*INSTRUCTIONS FOR THE TASK*. Gather every line below that contains the word "like", and copy each of those lines out in full.

*MATERIAL SHOWN*.
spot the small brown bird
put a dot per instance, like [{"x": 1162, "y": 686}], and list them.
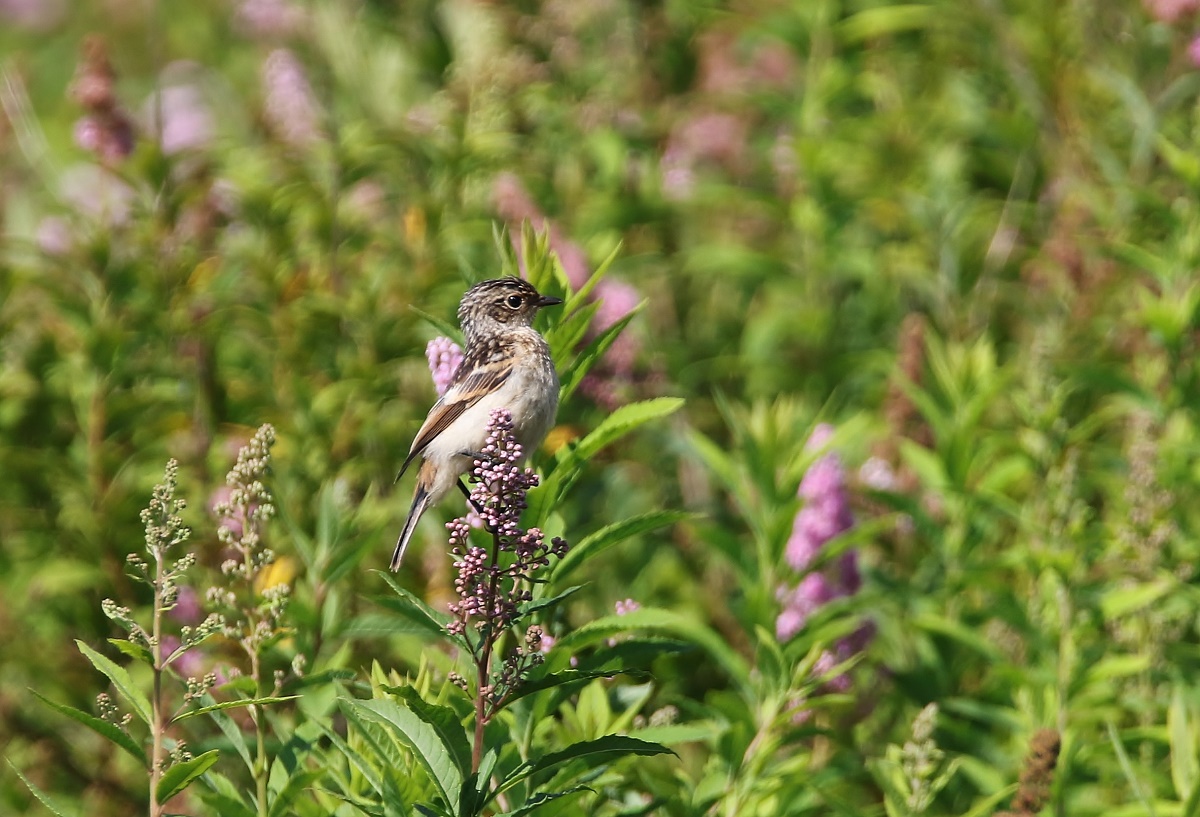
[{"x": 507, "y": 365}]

* * *

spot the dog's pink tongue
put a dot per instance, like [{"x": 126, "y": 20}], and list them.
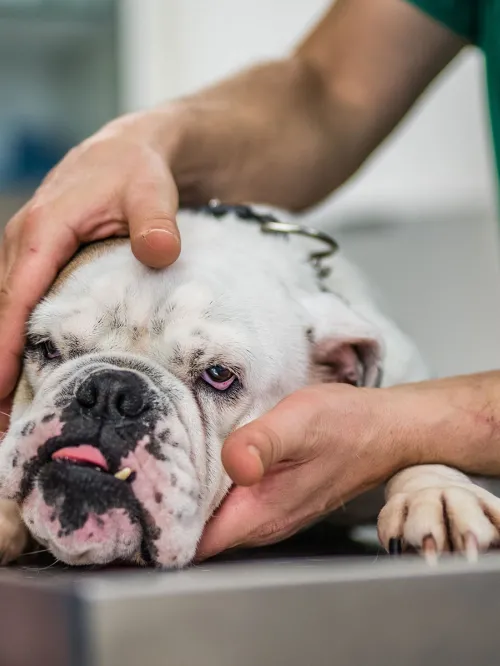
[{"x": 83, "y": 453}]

*EXERCISE OUTPUT*.
put a dot per instance, like [{"x": 1162, "y": 686}], and list them.
put a dot per instance, like [{"x": 126, "y": 20}], and list them.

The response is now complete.